Set out every line of the records below as a JSON list of strings, one string per line, with blank lines and the pictures left out.

## Start Supplied records

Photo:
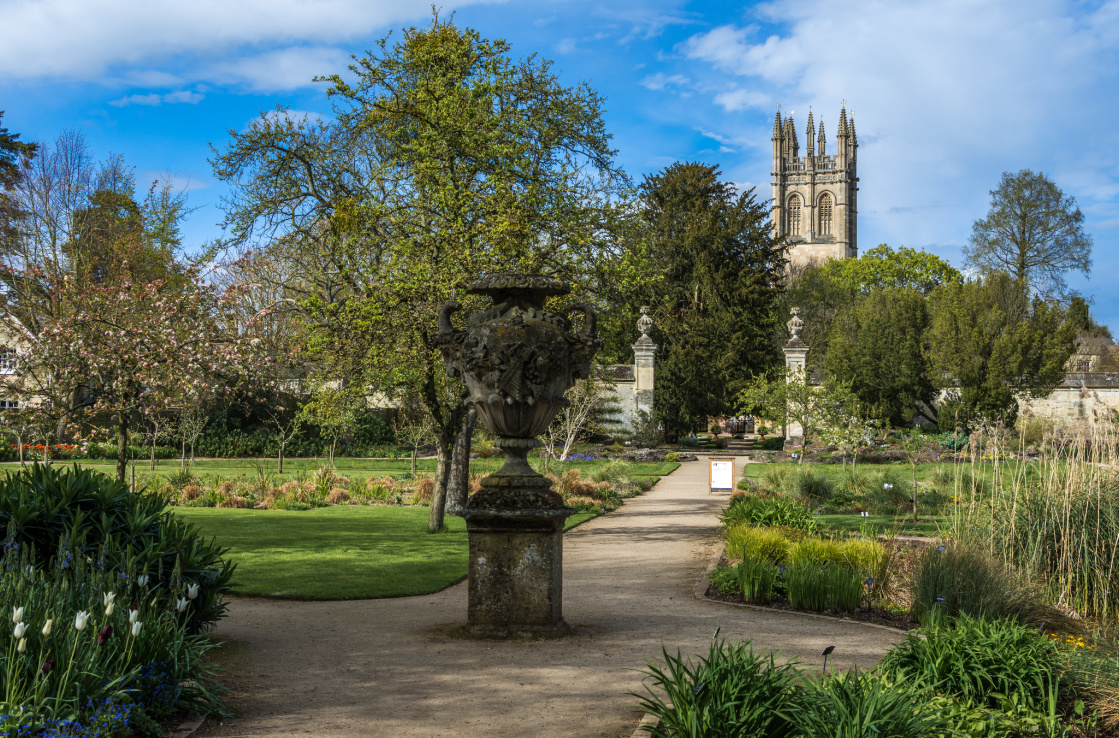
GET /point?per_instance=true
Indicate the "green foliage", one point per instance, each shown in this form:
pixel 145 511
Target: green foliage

## End Supplied records

● **Output for this exercise**:
[
  "Photo:",
  "GET /point?per_instance=true",
  "Indicate the \"green foliage\", one point per instance, each shown in this form:",
  "pixel 145 511",
  "Target: green foliage"
]